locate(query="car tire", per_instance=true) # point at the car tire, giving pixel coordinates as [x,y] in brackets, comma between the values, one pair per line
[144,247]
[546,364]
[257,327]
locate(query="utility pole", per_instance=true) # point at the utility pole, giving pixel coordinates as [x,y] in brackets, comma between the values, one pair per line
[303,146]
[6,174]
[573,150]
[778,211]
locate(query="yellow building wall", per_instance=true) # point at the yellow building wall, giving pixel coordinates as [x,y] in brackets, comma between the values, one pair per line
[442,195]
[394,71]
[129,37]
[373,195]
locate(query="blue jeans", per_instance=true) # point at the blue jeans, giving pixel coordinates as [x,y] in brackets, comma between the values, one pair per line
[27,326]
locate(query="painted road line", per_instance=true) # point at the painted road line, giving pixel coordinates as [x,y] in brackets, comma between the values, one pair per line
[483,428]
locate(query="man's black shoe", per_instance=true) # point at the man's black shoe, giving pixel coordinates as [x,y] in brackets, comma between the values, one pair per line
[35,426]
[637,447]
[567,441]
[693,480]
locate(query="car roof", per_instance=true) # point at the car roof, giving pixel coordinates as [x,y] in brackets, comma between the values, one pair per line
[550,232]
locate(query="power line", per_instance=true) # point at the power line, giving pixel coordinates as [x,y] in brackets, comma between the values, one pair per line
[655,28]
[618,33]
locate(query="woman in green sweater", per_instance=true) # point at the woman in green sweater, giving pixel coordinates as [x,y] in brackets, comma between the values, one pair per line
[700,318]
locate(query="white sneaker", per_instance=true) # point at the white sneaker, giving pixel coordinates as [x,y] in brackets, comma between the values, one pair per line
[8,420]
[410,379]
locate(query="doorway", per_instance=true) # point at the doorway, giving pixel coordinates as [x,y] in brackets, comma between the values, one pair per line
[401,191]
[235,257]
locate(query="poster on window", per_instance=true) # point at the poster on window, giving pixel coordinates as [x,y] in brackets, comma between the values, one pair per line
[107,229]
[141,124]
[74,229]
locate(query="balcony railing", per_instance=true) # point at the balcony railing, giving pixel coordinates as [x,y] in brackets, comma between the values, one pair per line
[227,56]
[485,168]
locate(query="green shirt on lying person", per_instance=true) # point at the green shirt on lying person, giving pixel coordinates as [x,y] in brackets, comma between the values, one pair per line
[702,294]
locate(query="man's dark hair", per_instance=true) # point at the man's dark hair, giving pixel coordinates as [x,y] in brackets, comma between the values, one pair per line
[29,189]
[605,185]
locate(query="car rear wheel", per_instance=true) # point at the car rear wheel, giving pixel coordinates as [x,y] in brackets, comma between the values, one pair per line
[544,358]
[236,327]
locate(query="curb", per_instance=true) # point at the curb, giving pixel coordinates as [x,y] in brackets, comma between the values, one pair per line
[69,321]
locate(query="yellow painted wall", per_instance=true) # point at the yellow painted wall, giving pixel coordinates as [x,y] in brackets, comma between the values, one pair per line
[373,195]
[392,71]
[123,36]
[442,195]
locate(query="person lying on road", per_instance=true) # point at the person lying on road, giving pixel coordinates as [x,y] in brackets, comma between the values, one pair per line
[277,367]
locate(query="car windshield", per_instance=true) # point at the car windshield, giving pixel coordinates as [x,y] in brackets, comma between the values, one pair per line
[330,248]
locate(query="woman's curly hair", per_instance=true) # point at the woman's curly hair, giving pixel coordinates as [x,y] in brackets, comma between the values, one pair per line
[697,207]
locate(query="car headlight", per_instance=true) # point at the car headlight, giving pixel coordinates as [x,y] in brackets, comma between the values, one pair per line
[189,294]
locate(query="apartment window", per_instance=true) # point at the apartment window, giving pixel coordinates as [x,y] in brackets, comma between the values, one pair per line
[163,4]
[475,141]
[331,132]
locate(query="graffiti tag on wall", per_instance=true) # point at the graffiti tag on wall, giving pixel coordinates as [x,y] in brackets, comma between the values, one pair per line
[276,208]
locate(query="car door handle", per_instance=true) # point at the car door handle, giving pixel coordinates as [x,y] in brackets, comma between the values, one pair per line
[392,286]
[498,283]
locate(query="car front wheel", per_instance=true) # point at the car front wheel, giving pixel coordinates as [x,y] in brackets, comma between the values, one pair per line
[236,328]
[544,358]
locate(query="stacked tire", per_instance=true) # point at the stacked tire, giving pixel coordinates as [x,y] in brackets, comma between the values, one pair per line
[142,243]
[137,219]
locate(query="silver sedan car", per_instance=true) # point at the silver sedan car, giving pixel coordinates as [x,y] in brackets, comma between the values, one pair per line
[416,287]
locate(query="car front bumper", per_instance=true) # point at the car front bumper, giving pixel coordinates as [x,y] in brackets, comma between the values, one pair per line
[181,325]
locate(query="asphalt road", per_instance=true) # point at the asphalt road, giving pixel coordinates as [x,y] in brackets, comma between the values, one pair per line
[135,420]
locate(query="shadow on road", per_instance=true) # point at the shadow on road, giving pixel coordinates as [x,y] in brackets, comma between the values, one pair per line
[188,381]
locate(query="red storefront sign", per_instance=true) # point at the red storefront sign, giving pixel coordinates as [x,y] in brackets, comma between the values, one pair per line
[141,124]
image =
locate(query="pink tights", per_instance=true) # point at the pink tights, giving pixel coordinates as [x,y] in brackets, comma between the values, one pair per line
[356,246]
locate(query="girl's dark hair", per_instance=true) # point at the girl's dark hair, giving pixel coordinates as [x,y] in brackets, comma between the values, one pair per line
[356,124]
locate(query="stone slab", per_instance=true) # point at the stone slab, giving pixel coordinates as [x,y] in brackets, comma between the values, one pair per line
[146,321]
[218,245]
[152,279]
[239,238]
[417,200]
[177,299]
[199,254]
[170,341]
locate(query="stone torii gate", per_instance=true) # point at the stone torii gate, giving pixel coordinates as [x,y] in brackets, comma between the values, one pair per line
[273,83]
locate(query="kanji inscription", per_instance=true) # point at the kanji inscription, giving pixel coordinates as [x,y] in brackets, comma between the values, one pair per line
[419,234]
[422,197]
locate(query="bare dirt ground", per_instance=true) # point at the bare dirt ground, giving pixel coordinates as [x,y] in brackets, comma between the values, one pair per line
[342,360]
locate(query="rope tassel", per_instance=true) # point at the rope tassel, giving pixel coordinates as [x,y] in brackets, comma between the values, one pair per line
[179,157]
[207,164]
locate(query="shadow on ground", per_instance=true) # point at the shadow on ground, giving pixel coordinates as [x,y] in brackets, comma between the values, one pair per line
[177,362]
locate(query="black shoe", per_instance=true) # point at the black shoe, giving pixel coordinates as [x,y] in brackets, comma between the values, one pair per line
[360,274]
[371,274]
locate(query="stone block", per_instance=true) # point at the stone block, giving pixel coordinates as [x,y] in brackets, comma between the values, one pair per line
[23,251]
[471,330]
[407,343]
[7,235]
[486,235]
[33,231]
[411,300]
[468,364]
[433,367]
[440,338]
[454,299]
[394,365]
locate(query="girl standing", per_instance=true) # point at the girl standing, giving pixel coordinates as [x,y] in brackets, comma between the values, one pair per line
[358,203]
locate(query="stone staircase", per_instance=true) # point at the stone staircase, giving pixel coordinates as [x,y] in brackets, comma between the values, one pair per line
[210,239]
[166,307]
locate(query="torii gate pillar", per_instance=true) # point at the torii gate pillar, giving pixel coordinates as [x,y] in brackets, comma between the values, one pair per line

- [YOUR TASK] Write out every line from the records above, word for word.

- [TASK ANSWER]
locate(query="car tire", per_instance=true) # point at the car tire, giving pixel coordinates as [x,y] in brackets, comma between the values, one pair per line
[144,247]
[546,364]
[257,327]
locate(query="utility pole", per_instance=true) # point at the utility pole, giving pixel coordinates as [x,y] in brackets, comma between the values, one pair per line
[303,146]
[6,174]
[573,150]
[778,211]
locate(query="yellow building wall", per_instance=true) # point at the yellow building wall, giving pixel coordinates as [x,y] in brackets, comma between the values, one pair per line
[442,195]
[394,71]
[129,37]
[373,195]
locate(query="blue jeans", per_instance=true) # point at the blue jeans, giving pixel coordinates as [x,y] in brackets, comma between the values, one pair per line
[27,326]
locate(query="painted road line", per_instance=true) # point at the painted road line, giving pixel coordinates as [x,y] in brackets, comma between the values, one pair per line
[483,428]
locate(query="man's black shoe", per_instance=true) # point at the man's black shoe, giving pixel coordinates as [x,y] in brackets, comma between the values, one pair per line
[35,426]
[637,447]
[567,441]
[693,480]
locate(query="car roof", per_instance=true) # point at the car roof, giving pixel coordinates as [x,y] in brackets, comma between the values, one pair per line
[550,232]
locate(query="power line", per_instance=true) # point at the power line, giving pixel coordinates as [x,y] in brackets, comma between the values, one pair per line
[655,28]
[618,33]
locate(query="woman in green sweater", per_instance=true) # point at the woman in green sweater, giving pixel coordinates as [x,y] in brackets, comma between the values, one pair per line
[700,318]
locate(query="white sneaker", per_instance=true) # point at the white sneaker, giving pixel coordinates as [x,y] in brackets, comma between the values, one pair per line
[8,420]
[410,379]
locate(query="doorway", per_instance=true) # point at the doorway, giving pixel coordinates as [x,y] in brackets, comma between the values, one pair per line
[401,191]
[235,257]
locate(query="poster on window", per_instance=true) # point at the poster on window, giving pixel coordinates as [x,y] in brackets, comma between the values, one pair per line
[107,229]
[141,124]
[74,229]
locate(query="balcony railing", per_instance=true) # point at the balcony railing, giving pixel coordinates as [x,y] in brackets, comma between the values, one pair per line
[227,56]
[485,168]
locate(query="green shirt on lying person", per_instance=true) # point at the green shirt on lying person, giving pixel coordinates as [x,y] in brackets, comma between the values, one pair per line
[702,294]
locate(query="man's dark hair", per_instance=true) # point at the man's dark hair, giving pixel coordinates as [x,y] in brackets, comma between the values, one pair per line
[29,189]
[605,185]
locate(query="car rear wheel", per_instance=true) # point at the car rear wheel, giving pixel coordinates as [x,y] in brackets, comma between the values, one pair per line
[544,358]
[236,327]
locate(query="curb", per_instance=true) # point at the curb, giving pixel coordinates as [x,y] in brackets, comma between the values, one pair per line
[69,321]
locate(query="yellow painted wall", per_instance=true) # point at the yellow painted wall, giving pixel coordinates as [x,y] in brackets, comma between the values, one pair per line
[373,195]
[392,71]
[123,36]
[442,195]
locate(query="person lying on road", per_instance=true) # point at the person lying on road, giving pixel coordinates as [x,y] in brackets, comma between the values, one pair per line
[277,367]
locate(query="car windshield", per_instance=true) # point at the car windshield, giving pixel coordinates as [x,y] in brackets, comma between the values, one pair per line
[330,248]
locate(query="woman's curly hair", per_instance=true) # point at the woman's curly hair, giving pixel coordinates as [x,y] in brackets, comma between the values, one pair per line
[697,207]
locate(query="car headlight", per_instance=true) # point at the car headlight, giving pixel coordinates as [x,y] in brackets, comma between the values, one pair per line
[189,294]
locate(query="apartment window", per_instance=true) # point at the apartment window, giving pixel coordinates as [x,y] in brackets, comma between the values, one pair per line
[163,4]
[475,141]
[331,132]
locate(query="graffiti tag on wall", per_instance=true) # point at the graffiti tag on wall, giving pixel coordinates as [x,y] in brackets, comma between the values, one pair per line
[276,208]
locate(query="car door handle", per_instance=true) # point at the car door handle, giving pixel coordinates as [x,y] in brackets, comma between the values, one pair per line
[392,286]
[498,283]
locate(query="car front wheel", per_instance=true) # point at the car front wheel, giving pixel coordinates as [x,y] in brackets, comma between the values, one pair per line
[236,328]
[544,358]
locate(query="stacked tire", per_instance=true) # point at the stacked tire, giving pixel coordinates as [x,y] in brackets, comma between the values, one pair per line
[142,243]
[137,219]
locate(query="silver sedan car", per_instance=true) # point at the silver sedan car, giving pixel coordinates as [x,y] in brackets, comma between the values, one pair per line
[416,287]
locate(query="car front bumper", per_instance=true) # point at the car front bumper, giving pixel coordinates as [x,y] in brackets, comma between the values, one pair per line
[181,325]
locate(query="asphalt road", per_instance=true) # point at the asphalt road, giving pixel coordinates as [x,y] in brackets, comma between the values, one pair per line
[135,420]
locate(query="shadow on road", per_instance=true) # point at the shadow on road, giving pixel coordinates as [x,y] in brackets, comma between the values, one pair per line
[188,381]
locate(query="red storefront sign", per_instance=true) # point at the red storefront sign, giving pixel coordinates as [x,y] in brackets, comma between the values, one pair per line
[141,124]
image =
locate(query="pink tights", per_instance=true) # point at the pink tights, giving pixel coordinates as [x,y] in brackets, comma between the values, one pair per line
[356,246]
locate(query="girl's dark hair", per_instance=true) # point at the girl's dark hair, giving pixel coordinates as [x,y] in brackets, comma between the values, one pair per line
[356,124]
locate(query="stone slab", per_instance=true) # point at the stone slab, giving pixel coordinates as [x,y] in brackets, comma between the values, one pair per line
[146,321]
[218,245]
[152,279]
[239,238]
[417,200]
[177,299]
[199,254]
[170,341]
locate(query="stone torii gate", per_instance=true) # point at the stone torii gate, giving pixel coordinates as [x,y] in brackets, comma between the values, one pair per line
[273,83]
locate(query="kanji inscription", per_instance=true) # point at the kanji inscription, giving pixel coordinates as [x,y] in brackets, comma between the values, one pair per line
[419,234]
[422,197]
locate(query="bare dirt ground", per_instance=true) # point at the bare dirt ground, giving pixel coordinates as [x,y] in brackets, comma between the values, one pair per line
[342,360]
locate(query="rope tassel", per_instance=true) # point at the rope tassel, giving pixel coordinates as [x,y] in brackets, comma between the values, one pair per line
[179,157]
[207,164]
locate(query="shadow on ground", per_instance=true) # point at the shadow on ground, giving pixel coordinates as [x,y] in brackets, comma between the values, one pair per line
[177,362]
locate(query="black shoe", per_instance=true) # point at the black shoe, giving pixel coordinates as [x,y] in brackets, comma between the values, one pair per line
[360,274]
[371,274]
locate(query="stone block", per_instance=true) # point at the stone block, giving pixel coordinates as [x,y] in brackets, comma between the values, one pair per line
[23,251]
[471,330]
[407,343]
[7,235]
[486,235]
[33,231]
[411,300]
[468,364]
[433,367]
[440,338]
[454,299]
[394,365]
locate(query="girl standing", per_instance=true) # point at the girl standing, giving pixel coordinates as [x,y] in brackets, comma between the values, one pair per line
[358,203]
locate(query="stone staircase", per_instance=true) # point at the stone staircase, giving pixel coordinates as [x,y] in brackets, comma between the values, one pair per line
[210,239]
[166,307]
locate(query="torii gate pillar", per_instance=true) # point at the torii gate pillar, giving pixel coordinates as [x,y] in brackets, comma between the values, one pair per line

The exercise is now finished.